Stated goal A:
The Air Jordan I text calls the 63-point game in Boston "a crack in the status quo for on-court uniforms." What does it give as the reason?
Start Text section
The Air Jordan I, and its storied endorsee, have been a part of some iconic NBA moments. These are the best of the best.
63 Points in Boston
April 20, 1986
Larry Bird is one of the best players ever. There were very few things he couldn’t do on the court. His words, especially in 1986 when he led the Celtics to the ’chip, carried weight. And on the night that Michael Jordan tore down the Boston Garden for 63 points, Bird summed things up perfectly.
“I think he’s God disguised as Michael Jordan,” Bird told reporters after the game. “He is the most awesome player in the NBA. Today in Boston Garden, on national TV, in the playoffs, he put on one of the greatest shows of all time.”
It was an awe-inspiring showing of basketball. It was a crack in the status quo for on-court uniforms. MJ showed up with his usual gear—white sweatband on his left forearm, black knee pad on his left knee and chunky white socks. Instead of playing in the Air Jordan II, though, he wore the “Chicago” I.
Bird, Danny Ainge and Dennis Johnson had no shot at slowing him down. He relentlessly attacked the rim. He was faster and stronger and more ruthless than the Cs. And yeah, the Bulls lost in overtime, but Michael had made a statement. He was ready for the spotlight.
Last Game with the Bulls at MSG
March 8, 1998
Michael knew it was primetime. Like a great performer, he was ready to put on a show for his last game at the Garden. “It’s like stepping on a stage,” Jordan told NBC Sports about playing at MSG.
He brought an OG pair of “Chicago” Air Jordan Is from 1985 with him for his final act.
End Text section
Stated goal B:
Rewrite the entries starting at the first line and ending at the line containing "[(113, 155)]", changing "utility box" to "electrical box" and keeping everything else the same. Omit the pictures.
Start Records to process
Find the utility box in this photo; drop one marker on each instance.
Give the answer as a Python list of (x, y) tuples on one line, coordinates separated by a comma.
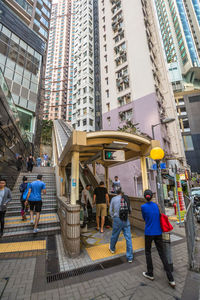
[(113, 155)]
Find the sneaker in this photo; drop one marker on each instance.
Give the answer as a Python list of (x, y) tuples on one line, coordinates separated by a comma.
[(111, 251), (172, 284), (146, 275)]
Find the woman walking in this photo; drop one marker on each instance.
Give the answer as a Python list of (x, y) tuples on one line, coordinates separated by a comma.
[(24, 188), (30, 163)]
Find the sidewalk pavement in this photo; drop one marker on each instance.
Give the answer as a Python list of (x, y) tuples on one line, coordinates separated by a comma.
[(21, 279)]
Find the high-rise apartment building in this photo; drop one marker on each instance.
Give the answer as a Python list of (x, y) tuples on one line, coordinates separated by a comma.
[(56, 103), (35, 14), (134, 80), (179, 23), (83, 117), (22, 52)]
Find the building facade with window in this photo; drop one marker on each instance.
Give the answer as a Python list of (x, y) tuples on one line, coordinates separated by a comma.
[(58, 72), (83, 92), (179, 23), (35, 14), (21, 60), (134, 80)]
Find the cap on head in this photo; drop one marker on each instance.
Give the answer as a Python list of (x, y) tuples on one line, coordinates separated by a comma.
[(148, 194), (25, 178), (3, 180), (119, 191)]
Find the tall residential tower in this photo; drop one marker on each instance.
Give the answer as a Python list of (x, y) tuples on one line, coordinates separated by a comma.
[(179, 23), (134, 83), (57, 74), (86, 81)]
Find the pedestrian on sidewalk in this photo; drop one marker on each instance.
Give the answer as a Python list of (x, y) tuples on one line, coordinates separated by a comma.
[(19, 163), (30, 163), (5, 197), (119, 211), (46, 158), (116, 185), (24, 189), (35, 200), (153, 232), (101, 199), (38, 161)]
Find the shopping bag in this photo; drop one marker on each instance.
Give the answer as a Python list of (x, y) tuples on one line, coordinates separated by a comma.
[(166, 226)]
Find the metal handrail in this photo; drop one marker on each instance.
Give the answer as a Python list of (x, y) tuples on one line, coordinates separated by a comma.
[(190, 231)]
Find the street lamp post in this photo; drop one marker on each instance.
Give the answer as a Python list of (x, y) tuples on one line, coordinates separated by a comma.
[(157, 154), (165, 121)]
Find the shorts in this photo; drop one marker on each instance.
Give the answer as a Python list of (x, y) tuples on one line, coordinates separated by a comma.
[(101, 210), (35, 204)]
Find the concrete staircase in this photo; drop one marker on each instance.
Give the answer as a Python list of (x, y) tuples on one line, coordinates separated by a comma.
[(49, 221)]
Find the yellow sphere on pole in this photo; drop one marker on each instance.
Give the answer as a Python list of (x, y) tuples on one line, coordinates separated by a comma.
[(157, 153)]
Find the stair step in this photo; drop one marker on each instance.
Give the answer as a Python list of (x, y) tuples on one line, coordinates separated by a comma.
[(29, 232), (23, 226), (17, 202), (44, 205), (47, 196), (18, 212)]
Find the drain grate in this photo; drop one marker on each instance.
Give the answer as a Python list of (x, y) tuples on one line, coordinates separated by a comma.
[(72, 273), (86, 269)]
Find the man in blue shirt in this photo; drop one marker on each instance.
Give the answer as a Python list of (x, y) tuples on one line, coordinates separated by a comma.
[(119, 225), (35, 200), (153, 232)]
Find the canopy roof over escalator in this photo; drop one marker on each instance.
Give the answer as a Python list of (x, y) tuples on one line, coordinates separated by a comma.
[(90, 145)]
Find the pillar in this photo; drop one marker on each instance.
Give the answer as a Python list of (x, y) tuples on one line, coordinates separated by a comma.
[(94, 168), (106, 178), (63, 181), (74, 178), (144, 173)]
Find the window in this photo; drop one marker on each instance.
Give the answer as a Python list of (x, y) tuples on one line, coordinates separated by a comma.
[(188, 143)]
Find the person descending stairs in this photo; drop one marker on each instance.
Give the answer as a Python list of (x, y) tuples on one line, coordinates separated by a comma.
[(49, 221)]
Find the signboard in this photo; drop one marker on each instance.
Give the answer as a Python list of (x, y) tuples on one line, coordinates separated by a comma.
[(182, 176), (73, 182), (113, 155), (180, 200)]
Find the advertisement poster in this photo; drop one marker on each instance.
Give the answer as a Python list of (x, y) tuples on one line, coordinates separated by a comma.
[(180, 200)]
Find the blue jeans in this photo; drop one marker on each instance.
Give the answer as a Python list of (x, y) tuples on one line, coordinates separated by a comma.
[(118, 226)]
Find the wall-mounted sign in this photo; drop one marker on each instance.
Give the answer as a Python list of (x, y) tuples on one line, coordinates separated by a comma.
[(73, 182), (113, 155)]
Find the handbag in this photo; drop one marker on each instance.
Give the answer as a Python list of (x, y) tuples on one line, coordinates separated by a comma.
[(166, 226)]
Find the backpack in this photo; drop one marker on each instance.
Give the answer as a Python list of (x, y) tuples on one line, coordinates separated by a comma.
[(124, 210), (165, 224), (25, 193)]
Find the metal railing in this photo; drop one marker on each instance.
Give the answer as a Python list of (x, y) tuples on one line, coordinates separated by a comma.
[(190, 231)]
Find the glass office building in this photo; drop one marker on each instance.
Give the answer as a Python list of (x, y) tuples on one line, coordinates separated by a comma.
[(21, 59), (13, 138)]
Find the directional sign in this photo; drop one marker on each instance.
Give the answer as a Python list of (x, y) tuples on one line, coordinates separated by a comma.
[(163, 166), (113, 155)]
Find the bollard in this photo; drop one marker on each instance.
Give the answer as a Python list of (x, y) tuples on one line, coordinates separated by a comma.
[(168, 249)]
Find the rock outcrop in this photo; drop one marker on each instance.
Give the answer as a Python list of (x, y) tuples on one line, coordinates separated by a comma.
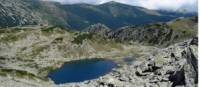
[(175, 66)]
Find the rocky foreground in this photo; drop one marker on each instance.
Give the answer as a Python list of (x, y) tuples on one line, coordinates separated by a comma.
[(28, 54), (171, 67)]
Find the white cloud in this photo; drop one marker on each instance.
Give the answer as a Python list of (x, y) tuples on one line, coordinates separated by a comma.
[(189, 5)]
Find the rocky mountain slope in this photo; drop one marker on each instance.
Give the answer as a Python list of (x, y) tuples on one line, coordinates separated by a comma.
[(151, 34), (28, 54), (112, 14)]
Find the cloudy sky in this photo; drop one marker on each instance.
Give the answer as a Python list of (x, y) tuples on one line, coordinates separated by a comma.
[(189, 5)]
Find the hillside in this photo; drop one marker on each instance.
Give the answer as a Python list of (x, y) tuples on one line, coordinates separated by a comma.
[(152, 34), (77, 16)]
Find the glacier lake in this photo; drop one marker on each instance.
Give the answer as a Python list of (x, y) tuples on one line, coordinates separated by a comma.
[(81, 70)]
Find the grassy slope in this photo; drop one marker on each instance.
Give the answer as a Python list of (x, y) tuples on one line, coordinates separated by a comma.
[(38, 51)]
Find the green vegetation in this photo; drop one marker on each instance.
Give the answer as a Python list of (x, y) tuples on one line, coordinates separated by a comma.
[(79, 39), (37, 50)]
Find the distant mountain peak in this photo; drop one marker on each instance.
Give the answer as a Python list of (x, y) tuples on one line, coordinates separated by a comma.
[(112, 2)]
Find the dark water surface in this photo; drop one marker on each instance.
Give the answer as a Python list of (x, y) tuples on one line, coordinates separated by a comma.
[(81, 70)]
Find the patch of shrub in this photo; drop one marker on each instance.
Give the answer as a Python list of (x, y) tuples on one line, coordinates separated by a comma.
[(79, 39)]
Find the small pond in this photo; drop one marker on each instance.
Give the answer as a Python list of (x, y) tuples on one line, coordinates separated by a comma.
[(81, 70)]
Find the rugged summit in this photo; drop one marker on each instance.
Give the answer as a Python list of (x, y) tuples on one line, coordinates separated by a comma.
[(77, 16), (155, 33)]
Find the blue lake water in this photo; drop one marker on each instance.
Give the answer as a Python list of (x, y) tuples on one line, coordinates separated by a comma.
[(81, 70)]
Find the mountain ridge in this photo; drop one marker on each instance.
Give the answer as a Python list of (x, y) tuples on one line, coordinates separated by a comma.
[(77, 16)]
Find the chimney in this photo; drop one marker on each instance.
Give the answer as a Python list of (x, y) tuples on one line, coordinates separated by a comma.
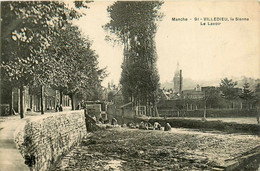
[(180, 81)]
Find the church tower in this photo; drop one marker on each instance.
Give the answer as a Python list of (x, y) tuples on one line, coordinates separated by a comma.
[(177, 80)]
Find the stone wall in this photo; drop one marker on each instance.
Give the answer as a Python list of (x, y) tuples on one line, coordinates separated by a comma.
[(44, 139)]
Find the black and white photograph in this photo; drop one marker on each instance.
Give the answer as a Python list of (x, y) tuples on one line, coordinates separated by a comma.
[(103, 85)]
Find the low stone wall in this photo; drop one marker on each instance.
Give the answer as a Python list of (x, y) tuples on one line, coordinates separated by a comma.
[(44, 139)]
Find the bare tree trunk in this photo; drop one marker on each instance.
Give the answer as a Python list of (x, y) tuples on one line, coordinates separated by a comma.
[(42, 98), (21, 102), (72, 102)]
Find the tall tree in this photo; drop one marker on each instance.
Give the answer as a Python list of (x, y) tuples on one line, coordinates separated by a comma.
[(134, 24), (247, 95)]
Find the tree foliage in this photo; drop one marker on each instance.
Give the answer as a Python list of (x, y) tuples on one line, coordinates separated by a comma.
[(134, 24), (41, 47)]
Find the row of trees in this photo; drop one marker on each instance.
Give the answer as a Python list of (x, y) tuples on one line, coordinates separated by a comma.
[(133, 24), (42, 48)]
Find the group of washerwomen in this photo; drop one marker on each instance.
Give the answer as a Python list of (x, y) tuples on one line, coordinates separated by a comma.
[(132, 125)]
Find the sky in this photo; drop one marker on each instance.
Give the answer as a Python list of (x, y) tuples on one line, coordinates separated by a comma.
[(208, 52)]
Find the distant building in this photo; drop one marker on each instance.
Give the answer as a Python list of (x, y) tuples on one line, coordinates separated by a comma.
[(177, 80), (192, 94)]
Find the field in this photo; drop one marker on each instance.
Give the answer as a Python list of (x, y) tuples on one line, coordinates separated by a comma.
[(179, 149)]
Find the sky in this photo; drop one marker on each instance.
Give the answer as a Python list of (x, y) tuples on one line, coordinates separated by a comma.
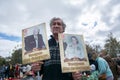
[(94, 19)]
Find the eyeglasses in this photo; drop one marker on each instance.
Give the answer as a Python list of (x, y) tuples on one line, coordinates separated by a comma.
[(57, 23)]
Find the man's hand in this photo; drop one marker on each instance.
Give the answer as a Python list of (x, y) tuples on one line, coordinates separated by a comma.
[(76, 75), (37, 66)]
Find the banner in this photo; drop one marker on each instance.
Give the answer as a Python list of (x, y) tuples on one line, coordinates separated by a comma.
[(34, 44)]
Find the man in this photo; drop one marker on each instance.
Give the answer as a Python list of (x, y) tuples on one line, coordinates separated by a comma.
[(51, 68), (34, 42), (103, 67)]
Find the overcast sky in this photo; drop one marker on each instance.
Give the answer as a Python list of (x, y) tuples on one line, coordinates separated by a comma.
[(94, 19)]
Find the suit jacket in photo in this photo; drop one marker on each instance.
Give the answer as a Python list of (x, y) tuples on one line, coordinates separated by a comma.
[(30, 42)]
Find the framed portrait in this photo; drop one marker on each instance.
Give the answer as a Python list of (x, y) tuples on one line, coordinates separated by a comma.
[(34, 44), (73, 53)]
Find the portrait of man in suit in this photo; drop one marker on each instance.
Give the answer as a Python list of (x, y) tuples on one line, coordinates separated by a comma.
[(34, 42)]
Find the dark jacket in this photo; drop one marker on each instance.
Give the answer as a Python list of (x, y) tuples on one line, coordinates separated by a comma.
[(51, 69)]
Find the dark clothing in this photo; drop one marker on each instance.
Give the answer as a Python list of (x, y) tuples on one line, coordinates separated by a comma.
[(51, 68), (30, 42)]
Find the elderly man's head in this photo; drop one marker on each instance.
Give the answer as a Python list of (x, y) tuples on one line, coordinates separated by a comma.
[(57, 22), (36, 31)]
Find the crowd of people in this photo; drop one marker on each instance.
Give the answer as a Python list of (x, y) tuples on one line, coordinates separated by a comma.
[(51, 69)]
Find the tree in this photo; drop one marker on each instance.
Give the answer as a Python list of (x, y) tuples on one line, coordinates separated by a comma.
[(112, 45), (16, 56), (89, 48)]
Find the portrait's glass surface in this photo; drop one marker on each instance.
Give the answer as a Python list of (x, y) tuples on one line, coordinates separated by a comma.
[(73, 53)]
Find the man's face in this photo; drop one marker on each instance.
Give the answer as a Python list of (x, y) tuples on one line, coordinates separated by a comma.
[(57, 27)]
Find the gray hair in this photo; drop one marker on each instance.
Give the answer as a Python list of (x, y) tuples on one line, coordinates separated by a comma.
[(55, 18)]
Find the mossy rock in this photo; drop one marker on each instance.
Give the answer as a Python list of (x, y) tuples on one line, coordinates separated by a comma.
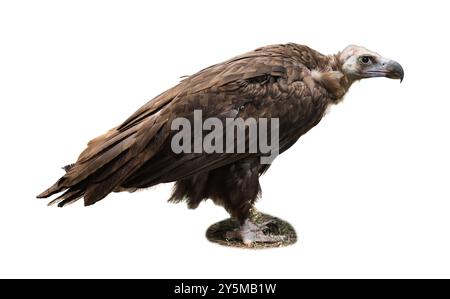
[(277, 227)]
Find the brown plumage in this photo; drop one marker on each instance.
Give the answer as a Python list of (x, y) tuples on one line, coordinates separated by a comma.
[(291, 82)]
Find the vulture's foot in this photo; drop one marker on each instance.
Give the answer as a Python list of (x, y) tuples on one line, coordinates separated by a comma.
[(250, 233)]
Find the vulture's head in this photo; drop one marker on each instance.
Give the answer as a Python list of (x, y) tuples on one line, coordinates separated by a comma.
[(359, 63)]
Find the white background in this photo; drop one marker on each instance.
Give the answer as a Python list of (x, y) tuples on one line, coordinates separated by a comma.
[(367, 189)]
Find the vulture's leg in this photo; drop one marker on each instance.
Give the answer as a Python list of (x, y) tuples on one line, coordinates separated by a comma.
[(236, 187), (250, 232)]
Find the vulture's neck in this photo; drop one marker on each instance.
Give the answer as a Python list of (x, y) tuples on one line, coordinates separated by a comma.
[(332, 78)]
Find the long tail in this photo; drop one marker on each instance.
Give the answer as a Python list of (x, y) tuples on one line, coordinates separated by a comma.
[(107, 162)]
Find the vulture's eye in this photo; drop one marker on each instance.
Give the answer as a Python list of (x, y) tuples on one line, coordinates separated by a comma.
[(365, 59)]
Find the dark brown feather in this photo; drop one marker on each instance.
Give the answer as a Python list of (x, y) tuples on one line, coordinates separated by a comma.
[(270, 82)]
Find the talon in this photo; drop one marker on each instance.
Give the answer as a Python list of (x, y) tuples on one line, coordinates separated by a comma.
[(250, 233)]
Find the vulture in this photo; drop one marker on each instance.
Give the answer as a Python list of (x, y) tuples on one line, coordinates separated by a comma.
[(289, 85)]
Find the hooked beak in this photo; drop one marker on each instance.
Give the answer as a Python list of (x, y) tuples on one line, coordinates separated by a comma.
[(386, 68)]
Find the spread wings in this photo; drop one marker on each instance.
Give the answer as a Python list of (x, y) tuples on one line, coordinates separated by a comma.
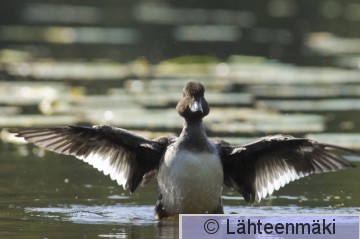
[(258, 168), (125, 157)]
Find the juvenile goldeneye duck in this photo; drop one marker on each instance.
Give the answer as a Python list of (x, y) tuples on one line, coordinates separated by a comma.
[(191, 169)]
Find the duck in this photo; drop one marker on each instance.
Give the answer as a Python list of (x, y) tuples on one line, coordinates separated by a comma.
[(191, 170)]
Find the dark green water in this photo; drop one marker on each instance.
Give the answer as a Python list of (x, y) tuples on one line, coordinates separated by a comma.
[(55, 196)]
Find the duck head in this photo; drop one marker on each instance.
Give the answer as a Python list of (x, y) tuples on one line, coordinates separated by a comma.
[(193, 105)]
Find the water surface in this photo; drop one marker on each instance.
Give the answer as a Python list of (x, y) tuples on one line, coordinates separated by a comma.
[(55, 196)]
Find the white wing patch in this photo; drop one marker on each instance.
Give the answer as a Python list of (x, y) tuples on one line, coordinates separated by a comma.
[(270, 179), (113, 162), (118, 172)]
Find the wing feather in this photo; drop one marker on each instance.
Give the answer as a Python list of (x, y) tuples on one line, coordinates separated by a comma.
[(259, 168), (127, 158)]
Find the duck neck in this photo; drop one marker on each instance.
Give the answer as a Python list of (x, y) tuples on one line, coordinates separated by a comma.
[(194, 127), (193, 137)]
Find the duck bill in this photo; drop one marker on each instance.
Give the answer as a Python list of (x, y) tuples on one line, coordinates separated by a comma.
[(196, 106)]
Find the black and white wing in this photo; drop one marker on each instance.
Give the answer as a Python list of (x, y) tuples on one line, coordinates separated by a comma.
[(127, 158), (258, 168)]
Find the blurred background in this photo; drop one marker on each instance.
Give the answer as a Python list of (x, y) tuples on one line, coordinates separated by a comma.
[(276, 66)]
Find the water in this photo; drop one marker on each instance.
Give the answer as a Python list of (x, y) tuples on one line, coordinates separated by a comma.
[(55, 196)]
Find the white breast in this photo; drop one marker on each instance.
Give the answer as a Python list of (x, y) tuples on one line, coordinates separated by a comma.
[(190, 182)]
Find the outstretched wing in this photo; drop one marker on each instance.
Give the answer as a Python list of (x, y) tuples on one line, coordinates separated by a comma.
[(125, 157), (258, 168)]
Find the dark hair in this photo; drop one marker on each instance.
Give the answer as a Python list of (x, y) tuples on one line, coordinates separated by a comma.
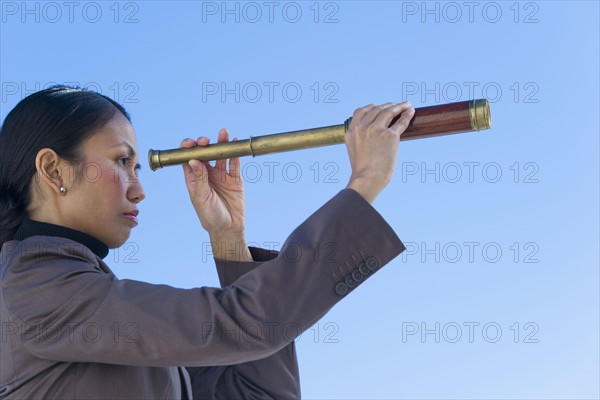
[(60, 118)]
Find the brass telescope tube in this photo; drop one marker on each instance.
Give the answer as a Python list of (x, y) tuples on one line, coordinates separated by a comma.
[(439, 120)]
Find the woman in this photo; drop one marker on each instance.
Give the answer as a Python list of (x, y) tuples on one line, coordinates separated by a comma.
End Records to process
Complete answer A:
Jordan wore his usual gear that night, but instead of playing in the Air Jordan II, he wore the "Chicago" Air Jordan I.

Complete answer B:
Find the electrical box in this photo; drop one marker on each instance.
Give the answer as a Python list of (x, y) tuples on one line, coordinates separated by a comma.
[(113, 155)]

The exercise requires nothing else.